— Work order —
Restate word for word, and only, the lines that extend from the line containing "Could you please annotate the low" through the end of the records below.

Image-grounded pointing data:
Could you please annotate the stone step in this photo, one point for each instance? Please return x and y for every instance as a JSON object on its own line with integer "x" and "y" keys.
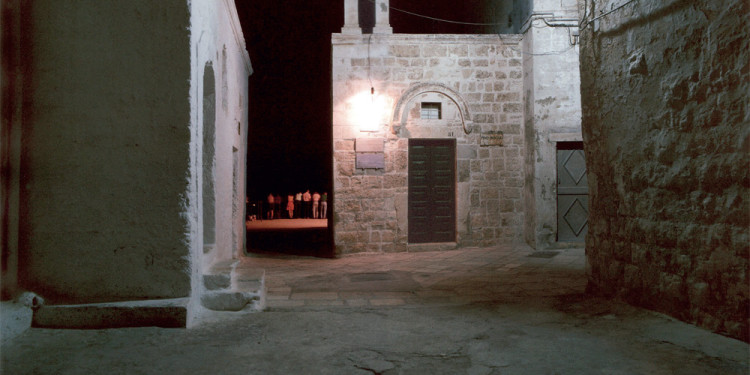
{"x": 167, "y": 313}
{"x": 219, "y": 277}
{"x": 245, "y": 292}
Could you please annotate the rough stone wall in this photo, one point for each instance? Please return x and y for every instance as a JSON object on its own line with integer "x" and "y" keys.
{"x": 105, "y": 151}
{"x": 665, "y": 126}
{"x": 485, "y": 75}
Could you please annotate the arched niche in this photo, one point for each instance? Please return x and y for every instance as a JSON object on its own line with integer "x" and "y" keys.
{"x": 400, "y": 113}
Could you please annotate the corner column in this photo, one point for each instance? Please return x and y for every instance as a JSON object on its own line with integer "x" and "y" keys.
{"x": 351, "y": 17}
{"x": 382, "y": 18}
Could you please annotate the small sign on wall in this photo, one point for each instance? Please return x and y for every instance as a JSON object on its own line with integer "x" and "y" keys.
{"x": 492, "y": 138}
{"x": 370, "y": 153}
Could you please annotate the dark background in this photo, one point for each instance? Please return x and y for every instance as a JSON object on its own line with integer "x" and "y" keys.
{"x": 290, "y": 106}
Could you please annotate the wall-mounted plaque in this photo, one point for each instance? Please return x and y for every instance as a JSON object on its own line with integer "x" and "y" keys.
{"x": 370, "y": 160}
{"x": 369, "y": 145}
{"x": 490, "y": 139}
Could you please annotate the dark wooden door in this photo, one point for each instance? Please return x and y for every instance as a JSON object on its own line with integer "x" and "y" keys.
{"x": 432, "y": 190}
{"x": 572, "y": 192}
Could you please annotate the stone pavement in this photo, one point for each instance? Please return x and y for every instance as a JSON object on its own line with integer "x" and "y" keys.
{"x": 474, "y": 311}
{"x": 447, "y": 277}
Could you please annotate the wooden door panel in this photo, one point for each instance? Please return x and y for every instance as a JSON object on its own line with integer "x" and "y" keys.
{"x": 432, "y": 190}
{"x": 572, "y": 193}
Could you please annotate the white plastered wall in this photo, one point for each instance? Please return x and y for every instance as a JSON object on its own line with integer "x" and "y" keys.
{"x": 217, "y": 40}
{"x": 552, "y": 111}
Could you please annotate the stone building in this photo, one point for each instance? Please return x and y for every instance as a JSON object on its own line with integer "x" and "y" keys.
{"x": 445, "y": 141}
{"x": 666, "y": 129}
{"x": 123, "y": 151}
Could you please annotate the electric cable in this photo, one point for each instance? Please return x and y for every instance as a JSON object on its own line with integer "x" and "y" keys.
{"x": 442, "y": 19}
{"x": 603, "y": 15}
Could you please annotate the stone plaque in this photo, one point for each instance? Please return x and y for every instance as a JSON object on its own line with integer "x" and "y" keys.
{"x": 370, "y": 160}
{"x": 490, "y": 139}
{"x": 369, "y": 145}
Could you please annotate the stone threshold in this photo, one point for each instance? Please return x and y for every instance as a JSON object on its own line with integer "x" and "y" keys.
{"x": 433, "y": 246}
{"x": 166, "y": 313}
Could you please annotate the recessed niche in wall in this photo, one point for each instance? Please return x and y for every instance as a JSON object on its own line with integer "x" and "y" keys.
{"x": 431, "y": 111}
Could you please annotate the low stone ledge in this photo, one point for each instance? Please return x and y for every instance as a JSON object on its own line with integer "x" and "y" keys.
{"x": 166, "y": 313}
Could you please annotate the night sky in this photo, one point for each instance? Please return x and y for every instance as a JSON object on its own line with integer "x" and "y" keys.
{"x": 289, "y": 41}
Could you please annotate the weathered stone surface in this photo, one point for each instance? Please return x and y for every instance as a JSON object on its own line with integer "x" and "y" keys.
{"x": 372, "y": 204}
{"x": 666, "y": 146}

— Reply to the task —
Could you please annotate the low stone ledge in this photo, one point for each instance? Please return x and y for every instance as a JSON object on its own line with integer "x" and "y" keys.
{"x": 166, "y": 313}
Could you please annotate the night sky in this photo, one point for each instance? Please return x and y for every instance as a JSON object on its own line with integer "x" and "y" keys.
{"x": 289, "y": 41}
Could you please annotate the weathered stone surface in this photo, one point for each instance? Please return x and y for every instance as a JSON object on its own line with integer "x" and "y" keys.
{"x": 372, "y": 204}
{"x": 666, "y": 146}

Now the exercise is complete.